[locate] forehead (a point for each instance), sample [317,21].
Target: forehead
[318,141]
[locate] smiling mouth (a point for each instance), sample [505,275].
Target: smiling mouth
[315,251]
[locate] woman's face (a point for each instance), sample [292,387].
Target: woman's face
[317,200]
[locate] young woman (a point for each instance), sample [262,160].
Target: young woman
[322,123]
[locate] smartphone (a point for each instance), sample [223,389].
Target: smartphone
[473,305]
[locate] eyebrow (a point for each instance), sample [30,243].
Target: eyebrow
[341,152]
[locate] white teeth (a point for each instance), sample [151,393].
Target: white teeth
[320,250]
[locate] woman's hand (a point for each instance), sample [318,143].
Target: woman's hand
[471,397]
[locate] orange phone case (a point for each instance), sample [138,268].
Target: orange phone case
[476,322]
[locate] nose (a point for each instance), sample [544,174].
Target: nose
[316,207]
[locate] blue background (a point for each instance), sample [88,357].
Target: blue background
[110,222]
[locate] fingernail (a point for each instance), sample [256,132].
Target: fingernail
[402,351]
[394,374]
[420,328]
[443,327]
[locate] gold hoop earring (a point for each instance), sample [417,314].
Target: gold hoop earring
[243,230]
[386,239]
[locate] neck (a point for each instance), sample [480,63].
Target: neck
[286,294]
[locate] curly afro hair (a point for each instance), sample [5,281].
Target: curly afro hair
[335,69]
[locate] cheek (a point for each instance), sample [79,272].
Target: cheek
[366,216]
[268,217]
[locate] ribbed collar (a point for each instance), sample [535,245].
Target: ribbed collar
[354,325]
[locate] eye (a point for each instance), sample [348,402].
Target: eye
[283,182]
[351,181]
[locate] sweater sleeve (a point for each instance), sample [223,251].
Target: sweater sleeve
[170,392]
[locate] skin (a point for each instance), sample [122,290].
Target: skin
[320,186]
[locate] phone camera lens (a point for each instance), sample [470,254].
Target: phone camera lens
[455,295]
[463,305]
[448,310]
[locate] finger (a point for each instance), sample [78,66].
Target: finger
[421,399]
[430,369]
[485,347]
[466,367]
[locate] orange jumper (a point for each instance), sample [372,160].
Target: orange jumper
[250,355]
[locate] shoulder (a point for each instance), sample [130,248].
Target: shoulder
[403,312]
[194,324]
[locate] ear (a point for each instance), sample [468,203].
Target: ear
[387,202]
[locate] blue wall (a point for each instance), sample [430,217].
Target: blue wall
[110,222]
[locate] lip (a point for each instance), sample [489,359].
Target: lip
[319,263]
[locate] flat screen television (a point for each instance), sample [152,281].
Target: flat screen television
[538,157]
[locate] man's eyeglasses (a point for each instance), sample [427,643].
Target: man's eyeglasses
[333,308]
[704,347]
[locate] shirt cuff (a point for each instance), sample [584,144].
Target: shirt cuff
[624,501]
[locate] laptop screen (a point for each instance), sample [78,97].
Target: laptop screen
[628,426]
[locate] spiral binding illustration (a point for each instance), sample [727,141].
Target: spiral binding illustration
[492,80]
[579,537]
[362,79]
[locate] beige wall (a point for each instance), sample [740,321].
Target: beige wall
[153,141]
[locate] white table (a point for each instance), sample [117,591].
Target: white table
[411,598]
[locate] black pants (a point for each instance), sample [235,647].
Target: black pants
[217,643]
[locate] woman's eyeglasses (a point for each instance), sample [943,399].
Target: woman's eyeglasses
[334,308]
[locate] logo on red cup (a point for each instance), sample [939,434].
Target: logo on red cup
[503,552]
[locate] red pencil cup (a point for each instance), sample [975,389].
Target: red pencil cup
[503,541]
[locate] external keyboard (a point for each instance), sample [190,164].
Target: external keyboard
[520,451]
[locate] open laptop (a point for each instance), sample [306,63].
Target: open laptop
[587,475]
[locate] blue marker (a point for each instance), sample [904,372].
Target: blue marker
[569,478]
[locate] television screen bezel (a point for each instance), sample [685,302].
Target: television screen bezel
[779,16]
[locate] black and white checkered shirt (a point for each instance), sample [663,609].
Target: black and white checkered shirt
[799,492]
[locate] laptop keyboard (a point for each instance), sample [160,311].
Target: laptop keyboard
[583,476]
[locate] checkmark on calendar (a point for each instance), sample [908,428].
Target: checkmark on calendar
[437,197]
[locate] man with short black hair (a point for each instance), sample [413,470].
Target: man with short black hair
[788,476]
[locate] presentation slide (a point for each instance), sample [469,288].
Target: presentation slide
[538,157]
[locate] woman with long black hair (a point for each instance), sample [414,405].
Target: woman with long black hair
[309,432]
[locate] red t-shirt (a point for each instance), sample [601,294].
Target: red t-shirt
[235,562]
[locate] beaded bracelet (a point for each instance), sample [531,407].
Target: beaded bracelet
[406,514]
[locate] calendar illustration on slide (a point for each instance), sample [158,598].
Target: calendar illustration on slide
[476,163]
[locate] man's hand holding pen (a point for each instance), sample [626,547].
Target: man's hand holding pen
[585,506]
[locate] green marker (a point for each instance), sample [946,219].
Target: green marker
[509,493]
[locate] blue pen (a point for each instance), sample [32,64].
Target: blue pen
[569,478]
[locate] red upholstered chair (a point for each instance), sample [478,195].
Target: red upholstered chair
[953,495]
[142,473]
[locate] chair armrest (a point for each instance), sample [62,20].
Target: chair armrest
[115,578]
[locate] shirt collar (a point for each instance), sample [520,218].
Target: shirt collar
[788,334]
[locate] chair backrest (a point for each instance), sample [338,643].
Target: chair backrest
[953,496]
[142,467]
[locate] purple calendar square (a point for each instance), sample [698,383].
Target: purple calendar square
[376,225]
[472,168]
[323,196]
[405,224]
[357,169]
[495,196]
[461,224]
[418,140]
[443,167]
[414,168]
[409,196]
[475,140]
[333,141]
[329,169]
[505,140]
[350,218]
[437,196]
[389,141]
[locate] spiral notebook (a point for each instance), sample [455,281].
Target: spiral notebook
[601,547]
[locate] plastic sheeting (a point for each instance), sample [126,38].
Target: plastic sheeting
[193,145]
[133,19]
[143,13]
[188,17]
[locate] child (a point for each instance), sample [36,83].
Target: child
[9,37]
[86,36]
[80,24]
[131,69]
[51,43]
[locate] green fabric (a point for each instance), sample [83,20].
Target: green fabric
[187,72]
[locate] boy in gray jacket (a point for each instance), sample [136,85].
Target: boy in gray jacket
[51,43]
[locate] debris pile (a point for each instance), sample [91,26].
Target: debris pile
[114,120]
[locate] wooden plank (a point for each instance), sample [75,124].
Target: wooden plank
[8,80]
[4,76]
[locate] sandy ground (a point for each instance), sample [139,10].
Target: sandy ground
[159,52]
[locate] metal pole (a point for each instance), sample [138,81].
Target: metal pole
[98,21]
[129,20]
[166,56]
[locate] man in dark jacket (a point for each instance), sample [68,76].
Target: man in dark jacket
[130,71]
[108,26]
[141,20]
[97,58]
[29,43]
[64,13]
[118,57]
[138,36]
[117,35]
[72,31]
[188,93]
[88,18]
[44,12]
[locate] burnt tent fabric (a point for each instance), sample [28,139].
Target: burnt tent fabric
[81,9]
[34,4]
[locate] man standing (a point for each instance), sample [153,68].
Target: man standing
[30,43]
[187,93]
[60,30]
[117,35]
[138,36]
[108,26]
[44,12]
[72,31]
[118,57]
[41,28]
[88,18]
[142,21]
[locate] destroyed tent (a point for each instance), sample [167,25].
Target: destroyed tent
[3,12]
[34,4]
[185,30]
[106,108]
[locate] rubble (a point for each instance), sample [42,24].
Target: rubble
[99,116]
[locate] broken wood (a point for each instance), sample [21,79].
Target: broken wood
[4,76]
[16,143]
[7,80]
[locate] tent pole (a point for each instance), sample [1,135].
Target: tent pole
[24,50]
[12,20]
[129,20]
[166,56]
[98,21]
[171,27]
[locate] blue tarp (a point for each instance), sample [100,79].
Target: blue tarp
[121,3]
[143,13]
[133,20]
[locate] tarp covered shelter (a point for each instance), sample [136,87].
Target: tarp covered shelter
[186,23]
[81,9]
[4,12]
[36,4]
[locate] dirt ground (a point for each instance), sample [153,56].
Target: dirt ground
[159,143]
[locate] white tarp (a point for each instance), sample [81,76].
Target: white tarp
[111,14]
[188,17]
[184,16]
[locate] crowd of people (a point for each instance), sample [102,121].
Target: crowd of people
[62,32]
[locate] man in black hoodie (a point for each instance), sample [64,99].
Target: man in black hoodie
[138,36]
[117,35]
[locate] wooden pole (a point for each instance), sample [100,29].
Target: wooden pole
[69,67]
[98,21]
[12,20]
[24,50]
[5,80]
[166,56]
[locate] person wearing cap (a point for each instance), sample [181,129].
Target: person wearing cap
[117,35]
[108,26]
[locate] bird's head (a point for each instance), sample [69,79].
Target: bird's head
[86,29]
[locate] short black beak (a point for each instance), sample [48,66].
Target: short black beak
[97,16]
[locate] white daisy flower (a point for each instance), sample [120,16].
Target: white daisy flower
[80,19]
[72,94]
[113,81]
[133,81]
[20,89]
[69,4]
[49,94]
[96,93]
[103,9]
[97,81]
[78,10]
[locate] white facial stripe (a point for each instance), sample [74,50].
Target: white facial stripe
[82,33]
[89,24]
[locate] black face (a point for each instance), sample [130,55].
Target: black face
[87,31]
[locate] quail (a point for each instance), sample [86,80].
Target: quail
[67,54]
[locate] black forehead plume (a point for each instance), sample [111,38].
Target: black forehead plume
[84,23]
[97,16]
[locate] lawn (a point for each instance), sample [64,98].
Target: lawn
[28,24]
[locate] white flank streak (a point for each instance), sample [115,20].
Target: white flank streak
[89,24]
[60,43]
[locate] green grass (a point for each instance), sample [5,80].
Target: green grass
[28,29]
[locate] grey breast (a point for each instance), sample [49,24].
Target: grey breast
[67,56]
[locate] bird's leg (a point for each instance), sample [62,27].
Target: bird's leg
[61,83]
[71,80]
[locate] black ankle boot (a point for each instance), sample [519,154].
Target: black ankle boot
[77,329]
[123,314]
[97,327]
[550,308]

▬▬▬▬▬▬

Given task:
Output, unchanged, the lines from the line with "[locate] quail (a" through the final line of the material.

Output below:
[locate] quail (a point for each instance), sample [86,80].
Target: quail
[67,54]
[locate] black forehead plume (a point for each instance), sample [111,38].
Target: black forehead plume
[84,23]
[97,16]
[locate] lawn (a point for each instance), sample [64,98].
Target: lawn
[28,24]
[locate] white flank streak (a point for each instance), sample [115,20].
Target: white flank streak
[89,24]
[60,43]
[locate] green grass (a point for each instance), sample [5,80].
Target: green grass
[28,29]
[locate] grey breast (a point for each instance), sample [49,24].
Target: grey breast
[67,56]
[locate] bird's leg (a point for each instance), sample [62,27].
Target: bird's leg
[61,83]
[71,80]
[locate] black ankle boot (a point for each instance), sample [519,154].
Target: black ankle boot
[77,329]
[123,314]
[97,327]
[550,308]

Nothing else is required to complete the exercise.